* _Text passage_
African Success Story?

INSIGHT: The Stephen Lewis Foundation upends our notions of development and charity
Story by Gordon Bowness
In Toronto, Oct 2010
The Stephen Lewis Foundation is a Canadian-based aid agency turning charity on its head. In supporting grassroots organizations fighting the AIDS pandemic in sub-Saharan Africa, SLF reverses the traditional charity dynamic that sees Western experts helping hapless Africans. Instead, the foundation takes its cue from people doing amazing work on the frontlines: The Africans are the experts. They need money and access to resources, certainly; they don’t need our help.
The flip side to that approach, in terms of Canadians funding the foundation, is equally untraditional. Don’t give money because you feel sad and guilty, because you feel you have too much. Give because you want more. Africans aren’t the beneficiaries; we are.
“There is an extraordinary amount of suffering and death and struggle,” says Ilana Landsberg-Lewis, executive director of SLF. “That’s the reality of AIDS in Africa. But people in the communities, in grassroots projects, are doing an extraordinary amount with very little.
“The communities are coming up with sophisticated, innovative strategies, amazing ways of counselling one another, supporting one another, trying to build a future for the kids.”
One example can stand for the more than 300 projects funded by the foundation: GAPA (Grannies against Poverty and AIDS) in Cape Town, South Africa began in 2001, one of many self-help groups that sprang up. African grandmothers care for millions of children orphaned by AIDS. They bury their adult children and then take care of as many as 10 to 15 grandchildren. Many grandmothers are HIV-positive themselves.
“In these groups of grandmothers,” says Landsberg-Lewis, “one of them will tell her story and she’ll start crying. All of the other grandmothers start to sing. And they sing and they sing and they sing. They sing until she can join in.” Out of this kind of informal counselling an incredible regional support network has developed. GAPA is setting up schools for the kids so that the grandmothers have time and energy to support them; it’s establishing workshops on growing food, generating income, parenting, sex and sexuality and human rights.

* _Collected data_
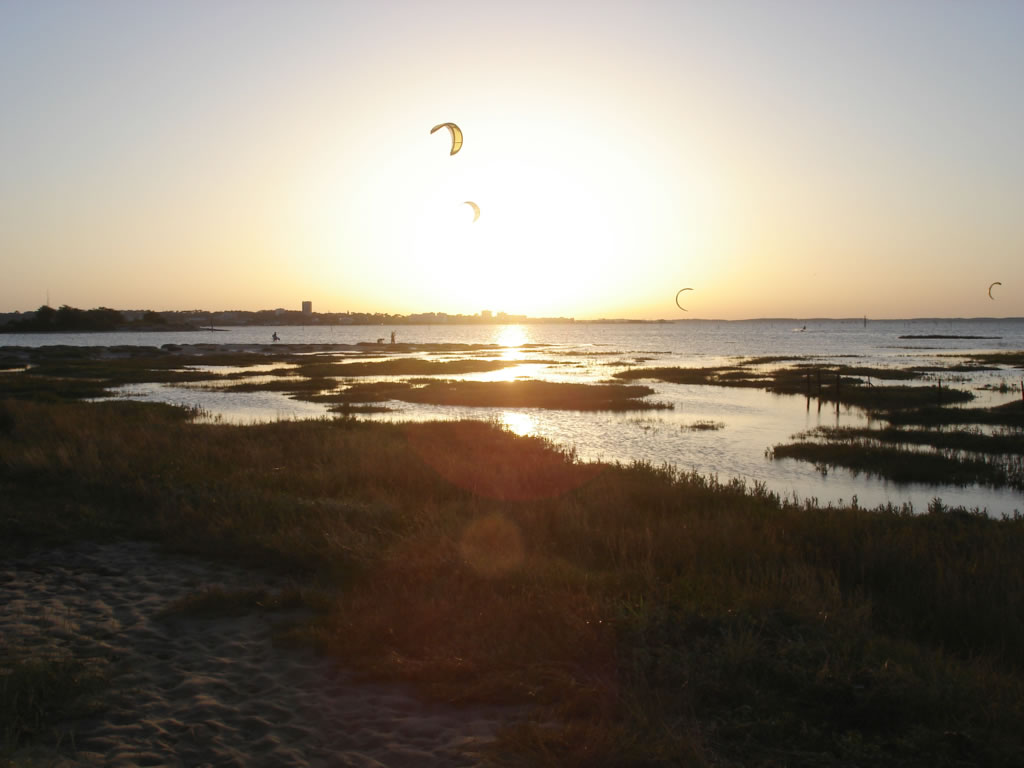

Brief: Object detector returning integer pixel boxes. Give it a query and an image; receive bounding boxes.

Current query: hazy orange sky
[0,0,1024,318]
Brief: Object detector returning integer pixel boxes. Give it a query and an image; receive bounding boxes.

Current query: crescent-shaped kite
[430,123,462,155]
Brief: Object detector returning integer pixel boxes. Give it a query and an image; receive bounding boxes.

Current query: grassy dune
[0,399,1024,766]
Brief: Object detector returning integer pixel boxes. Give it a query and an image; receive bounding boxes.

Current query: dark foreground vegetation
[0,399,1024,766]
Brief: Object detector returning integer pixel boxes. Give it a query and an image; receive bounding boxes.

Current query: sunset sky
[0,0,1024,319]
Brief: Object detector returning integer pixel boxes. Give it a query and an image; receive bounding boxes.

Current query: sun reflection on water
[502,411,537,436]
[495,326,529,360]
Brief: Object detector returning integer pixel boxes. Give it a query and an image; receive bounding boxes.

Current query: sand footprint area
[0,543,515,768]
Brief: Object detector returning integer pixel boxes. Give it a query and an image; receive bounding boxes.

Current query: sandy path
[0,544,520,768]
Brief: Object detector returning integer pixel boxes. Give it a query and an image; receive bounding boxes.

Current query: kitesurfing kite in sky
[430,123,462,155]
[676,288,693,312]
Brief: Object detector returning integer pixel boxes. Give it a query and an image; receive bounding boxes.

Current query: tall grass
[0,401,1024,766]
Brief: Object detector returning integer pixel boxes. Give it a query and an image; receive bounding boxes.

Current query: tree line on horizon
[0,304,573,333]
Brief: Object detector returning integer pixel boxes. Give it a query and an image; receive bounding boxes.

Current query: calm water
[0,318,1024,515]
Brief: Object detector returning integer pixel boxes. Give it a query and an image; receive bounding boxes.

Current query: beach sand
[0,543,516,768]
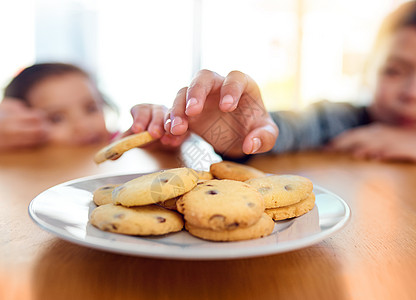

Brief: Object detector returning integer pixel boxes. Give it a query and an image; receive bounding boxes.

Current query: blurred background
[0,0,406,129]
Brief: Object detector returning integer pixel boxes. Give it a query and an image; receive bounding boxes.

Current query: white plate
[29,174,350,260]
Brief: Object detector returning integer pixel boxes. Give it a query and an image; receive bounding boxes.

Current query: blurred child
[0,63,115,149]
[133,1,416,162]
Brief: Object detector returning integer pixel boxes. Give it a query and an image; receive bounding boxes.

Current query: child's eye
[48,113,65,124]
[383,67,403,77]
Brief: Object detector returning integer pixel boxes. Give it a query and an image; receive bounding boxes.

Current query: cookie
[112,168,198,206]
[92,184,120,206]
[94,131,154,164]
[246,175,313,208]
[210,161,266,181]
[90,204,183,235]
[176,180,264,230]
[265,193,315,221]
[185,213,275,242]
[195,170,214,180]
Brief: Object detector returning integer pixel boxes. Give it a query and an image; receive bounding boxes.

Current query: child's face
[27,73,109,145]
[370,27,416,127]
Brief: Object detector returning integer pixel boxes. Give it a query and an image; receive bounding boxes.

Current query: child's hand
[164,70,278,157]
[327,123,416,161]
[0,98,48,150]
[127,104,187,148]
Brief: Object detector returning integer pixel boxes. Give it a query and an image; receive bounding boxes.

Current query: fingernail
[132,123,143,132]
[251,138,261,153]
[164,119,172,130]
[221,95,234,109]
[186,98,198,110]
[171,117,182,129]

* _Exercise brief_
Copy the passage of the Stephen Lewis Foundation article that begins at the words "The flip side" and stops after "beneficiaries; we are.".

* _Solution to this exercise_
The flip side to that approach, in terms of Canadians funding the foundation, is equally untraditional. Don’t give money because you feel sad and guilty, because you feel you have too much. Give because you want more. Africans aren’t the beneficiaries; we are.